_Exercise description:_
Which lines of the entries below hold the word "background"? Report each of them.

_Stored dataset items:_

::::

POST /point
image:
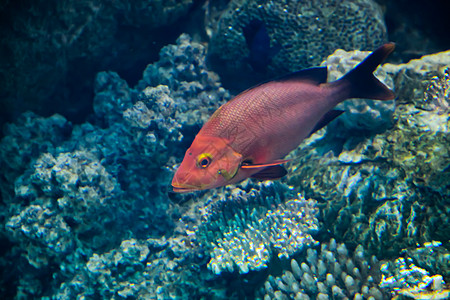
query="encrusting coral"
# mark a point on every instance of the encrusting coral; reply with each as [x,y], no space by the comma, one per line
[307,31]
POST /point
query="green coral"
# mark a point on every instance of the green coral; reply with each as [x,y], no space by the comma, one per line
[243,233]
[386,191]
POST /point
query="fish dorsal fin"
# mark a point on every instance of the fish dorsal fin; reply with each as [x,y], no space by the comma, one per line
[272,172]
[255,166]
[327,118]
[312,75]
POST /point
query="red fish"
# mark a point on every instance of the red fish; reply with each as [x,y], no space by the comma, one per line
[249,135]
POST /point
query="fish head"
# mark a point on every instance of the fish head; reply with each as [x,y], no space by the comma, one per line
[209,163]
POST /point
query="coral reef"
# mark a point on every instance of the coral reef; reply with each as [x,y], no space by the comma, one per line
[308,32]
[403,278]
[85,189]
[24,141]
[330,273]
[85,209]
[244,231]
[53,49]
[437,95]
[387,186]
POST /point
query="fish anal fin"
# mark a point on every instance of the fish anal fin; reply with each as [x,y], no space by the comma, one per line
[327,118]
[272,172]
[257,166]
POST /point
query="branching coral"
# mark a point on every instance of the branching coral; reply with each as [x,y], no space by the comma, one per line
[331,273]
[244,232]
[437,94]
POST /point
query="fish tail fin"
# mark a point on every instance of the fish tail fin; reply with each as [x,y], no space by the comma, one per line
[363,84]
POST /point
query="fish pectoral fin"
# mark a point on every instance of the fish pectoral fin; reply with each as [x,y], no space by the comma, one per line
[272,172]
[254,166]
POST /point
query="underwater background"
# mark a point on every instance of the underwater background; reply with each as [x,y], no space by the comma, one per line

::::

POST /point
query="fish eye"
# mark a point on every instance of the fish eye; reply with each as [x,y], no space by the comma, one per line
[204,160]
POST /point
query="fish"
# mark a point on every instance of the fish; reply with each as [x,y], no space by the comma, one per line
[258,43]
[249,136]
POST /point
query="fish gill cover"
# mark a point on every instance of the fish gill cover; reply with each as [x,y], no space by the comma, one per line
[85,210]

::::

_Exercise output:_
query="underwater background"
# mark a point on every instance of the underwater background; reply with each as [x,y], no space by the comma, one per line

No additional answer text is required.